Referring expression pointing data
▬▬▬
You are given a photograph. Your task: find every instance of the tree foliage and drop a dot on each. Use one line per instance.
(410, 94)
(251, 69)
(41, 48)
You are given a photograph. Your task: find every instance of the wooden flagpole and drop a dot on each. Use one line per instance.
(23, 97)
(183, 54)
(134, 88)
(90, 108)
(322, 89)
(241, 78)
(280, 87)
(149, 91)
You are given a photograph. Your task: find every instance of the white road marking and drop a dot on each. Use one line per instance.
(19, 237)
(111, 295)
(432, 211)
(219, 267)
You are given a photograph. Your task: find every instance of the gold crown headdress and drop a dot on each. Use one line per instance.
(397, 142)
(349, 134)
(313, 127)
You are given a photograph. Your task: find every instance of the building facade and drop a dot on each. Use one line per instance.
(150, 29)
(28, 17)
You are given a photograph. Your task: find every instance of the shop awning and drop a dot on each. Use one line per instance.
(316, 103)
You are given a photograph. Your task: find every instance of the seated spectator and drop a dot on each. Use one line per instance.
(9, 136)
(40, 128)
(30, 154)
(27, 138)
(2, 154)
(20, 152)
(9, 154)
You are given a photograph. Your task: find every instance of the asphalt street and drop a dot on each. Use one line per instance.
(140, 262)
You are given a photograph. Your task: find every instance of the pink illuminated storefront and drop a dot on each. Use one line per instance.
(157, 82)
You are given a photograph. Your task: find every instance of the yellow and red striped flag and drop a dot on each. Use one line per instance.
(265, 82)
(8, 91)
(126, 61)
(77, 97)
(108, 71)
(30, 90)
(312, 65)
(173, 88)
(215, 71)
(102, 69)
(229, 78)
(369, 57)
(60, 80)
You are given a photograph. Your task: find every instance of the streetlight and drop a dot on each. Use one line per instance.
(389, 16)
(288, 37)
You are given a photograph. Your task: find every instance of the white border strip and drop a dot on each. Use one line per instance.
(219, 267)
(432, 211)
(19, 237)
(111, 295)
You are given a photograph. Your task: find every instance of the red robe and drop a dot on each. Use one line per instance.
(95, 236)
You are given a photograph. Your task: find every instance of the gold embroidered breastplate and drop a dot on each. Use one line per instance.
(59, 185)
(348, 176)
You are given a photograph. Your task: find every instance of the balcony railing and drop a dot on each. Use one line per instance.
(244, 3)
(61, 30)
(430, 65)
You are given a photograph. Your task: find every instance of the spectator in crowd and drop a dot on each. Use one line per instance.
▬▬▬
Problem to solve ->
The answer consists of every entry, returned exactly.

Response to this exercise ->
You are given a photograph. Your task: find every instance of the tree foliage and drop a dot on each. Use one line per instance.
(410, 94)
(251, 69)
(41, 48)
You are given a photograph. Your task: find every instance of the wooden flagpole and drop a dot on each. Use one line per instance.
(23, 97)
(183, 54)
(134, 88)
(90, 108)
(322, 89)
(241, 78)
(280, 87)
(149, 91)
You are given a photograph. Your task: find every instance of the white road marking and drop a dot on each. Use one line per instance.
(19, 237)
(111, 295)
(432, 211)
(219, 267)
You are given a photograph. Your task: find every instance of the gold crown headdress and drop a dot on each. Use one line per instance.
(397, 142)
(349, 134)
(313, 127)
You are given a photograph. Your task: find every instance of the building facade and drop a dot on each. Use one line per instance.
(150, 29)
(28, 17)
You are given a photograph. Your task: find every instance of the shop awning and drop a dot on each. Use one line per instance.
(316, 103)
You are given a photograph. Your task: find every instance of the seated spectator and drop a dot on each. Use one line per instance.
(9, 136)
(40, 128)
(30, 154)
(27, 138)
(2, 154)
(20, 152)
(9, 154)
You are given a photograph. Your task: find every instance of the asphalt street and drop a dot on each. Use one line per instance.
(140, 262)
You are given a photograph. Your task: find every instance of the pink illuminated storefront and drop a dot on each. Use one line per instance.
(157, 82)
You are given a photograph. Your task: find every instance of the yellow and red striped flag and drop a dot on each. Use one line per instance.
(265, 82)
(8, 91)
(126, 61)
(77, 97)
(108, 71)
(30, 90)
(312, 65)
(173, 88)
(215, 71)
(102, 69)
(229, 78)
(369, 57)
(60, 80)
You are given a photograph. Your task: find every instance of the streetlight and drop a dot on each. Use one line per instance.
(389, 16)
(288, 37)
You are given a photograph. Your task: find every instance of the white border strip and drop a dot on each. Use one line per instance.
(219, 267)
(432, 211)
(19, 237)
(111, 295)
You are given a photograph. Your task: find every instance of the red robe and drop a dot on each. Use one line per instance.
(95, 236)
You are given a photograph. Your task: find every instance of the gold embroidered breastplate and drop a dot on each. Use one line per instance.
(59, 185)
(348, 176)
You are given a photograph. Your task: find every instance of the balcony railing and drop a dot on each. Use one line per instance.
(244, 3)
(61, 30)
(430, 65)
You are given a photograph. Your task: find every instance of the spectator in crowd and drop a dot on each. Use one line per instance.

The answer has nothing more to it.